Investigations into rubbing wear behavior of honeycomb land against labyrinth fin with periodic-cell model

Abstract

The periodic-cell model was proposed to simulate the successive contacts between the labyrinth fin and multiple honeycomb cells. With the experimental data, the finite-element-analysis (FEA) method with the periodic-cell model was validated. The effects of incursion parameters (i.e. incursion depth, incursion rate and sliding velocity) on the contact force, frictional temperature, material loss, and worn geometry of the honeycomb seal during the incursion process were studied. With the predicted worn geometry, the sealing performance degradation in the honeycomb seal was analyzed. The results showed that the proposed periodic-cell model has an excellent accuracy in predicting the wear behavior of honeycomb seal in rubbing events. The contact force between the honeycomb liner and labyrinth fin is pronounced especially at low sliding velocity and high incursion rate conditions, which increases the possibility of wear damage in the rotor part. At low sliding velocity and low incursion rate conditions, the frictional heat transferring to rotor part is increased, which increases the thermal stress near the contact region of the rotor part. As the clearance gap of honeycomb seal increases from 0.6 mm to 0.9 mm in the rubbing event, the leakage rate is increased by about 12%, and the carry-over effects downstream of the worn cells are increased.

Referring-expression data
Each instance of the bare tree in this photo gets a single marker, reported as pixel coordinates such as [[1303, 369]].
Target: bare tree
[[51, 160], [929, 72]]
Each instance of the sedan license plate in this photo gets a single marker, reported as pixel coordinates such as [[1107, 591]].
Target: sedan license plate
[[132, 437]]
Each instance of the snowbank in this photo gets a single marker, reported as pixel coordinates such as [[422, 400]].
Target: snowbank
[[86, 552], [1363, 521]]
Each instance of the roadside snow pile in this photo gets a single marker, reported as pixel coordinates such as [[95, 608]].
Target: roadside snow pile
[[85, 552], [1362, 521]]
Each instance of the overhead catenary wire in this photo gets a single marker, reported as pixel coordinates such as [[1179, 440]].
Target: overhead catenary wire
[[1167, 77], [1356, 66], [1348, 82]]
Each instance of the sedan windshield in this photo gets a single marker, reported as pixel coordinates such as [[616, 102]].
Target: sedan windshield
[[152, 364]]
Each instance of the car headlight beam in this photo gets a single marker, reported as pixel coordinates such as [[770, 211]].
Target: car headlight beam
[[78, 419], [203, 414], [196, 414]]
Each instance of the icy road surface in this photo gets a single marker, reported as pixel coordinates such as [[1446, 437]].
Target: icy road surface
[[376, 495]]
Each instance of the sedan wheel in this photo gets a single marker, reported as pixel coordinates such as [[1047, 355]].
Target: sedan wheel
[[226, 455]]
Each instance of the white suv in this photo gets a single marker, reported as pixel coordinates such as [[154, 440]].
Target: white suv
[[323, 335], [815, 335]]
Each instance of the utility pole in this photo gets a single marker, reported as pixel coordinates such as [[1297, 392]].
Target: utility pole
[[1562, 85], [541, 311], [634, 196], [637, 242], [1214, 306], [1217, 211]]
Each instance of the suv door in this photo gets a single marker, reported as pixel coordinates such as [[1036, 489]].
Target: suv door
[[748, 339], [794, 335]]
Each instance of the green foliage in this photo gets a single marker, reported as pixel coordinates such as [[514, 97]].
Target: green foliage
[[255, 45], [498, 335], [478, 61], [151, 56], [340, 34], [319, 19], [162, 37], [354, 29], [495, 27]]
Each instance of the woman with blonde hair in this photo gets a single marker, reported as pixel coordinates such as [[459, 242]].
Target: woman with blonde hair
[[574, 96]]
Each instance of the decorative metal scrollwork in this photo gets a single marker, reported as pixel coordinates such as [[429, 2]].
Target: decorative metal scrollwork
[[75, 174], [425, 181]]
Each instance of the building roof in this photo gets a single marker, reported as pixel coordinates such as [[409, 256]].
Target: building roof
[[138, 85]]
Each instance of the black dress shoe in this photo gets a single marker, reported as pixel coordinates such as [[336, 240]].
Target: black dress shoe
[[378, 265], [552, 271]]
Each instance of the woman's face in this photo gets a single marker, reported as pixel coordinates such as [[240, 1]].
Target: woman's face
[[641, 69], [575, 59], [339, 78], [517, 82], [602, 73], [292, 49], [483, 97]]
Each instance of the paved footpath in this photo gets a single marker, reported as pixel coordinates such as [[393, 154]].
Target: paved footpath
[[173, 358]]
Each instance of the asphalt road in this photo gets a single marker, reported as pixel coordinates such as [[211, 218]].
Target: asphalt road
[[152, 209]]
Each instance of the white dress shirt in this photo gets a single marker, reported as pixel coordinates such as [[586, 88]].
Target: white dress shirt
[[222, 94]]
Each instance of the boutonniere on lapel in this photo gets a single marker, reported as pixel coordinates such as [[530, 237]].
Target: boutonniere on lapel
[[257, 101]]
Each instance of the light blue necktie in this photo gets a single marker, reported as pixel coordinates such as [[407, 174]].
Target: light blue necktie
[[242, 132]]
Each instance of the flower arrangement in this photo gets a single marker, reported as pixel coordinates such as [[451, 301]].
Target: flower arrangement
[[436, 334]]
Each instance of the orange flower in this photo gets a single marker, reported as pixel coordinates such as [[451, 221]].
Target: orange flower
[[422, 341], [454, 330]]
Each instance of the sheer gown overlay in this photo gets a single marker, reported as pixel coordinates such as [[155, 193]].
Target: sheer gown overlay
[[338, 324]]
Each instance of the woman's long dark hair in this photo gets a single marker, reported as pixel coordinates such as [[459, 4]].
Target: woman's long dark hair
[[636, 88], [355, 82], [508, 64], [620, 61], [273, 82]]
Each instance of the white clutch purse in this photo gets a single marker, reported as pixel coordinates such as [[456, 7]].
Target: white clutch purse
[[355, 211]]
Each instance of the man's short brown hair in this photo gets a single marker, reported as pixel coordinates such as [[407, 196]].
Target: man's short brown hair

◆ **What is needed**: According to the honeycomb seal abstract, by about how much does the leakage rate increase when the clearance gap grows from 0.6 mm to 0.9 mm?

◆ **Task answer**: About 12%.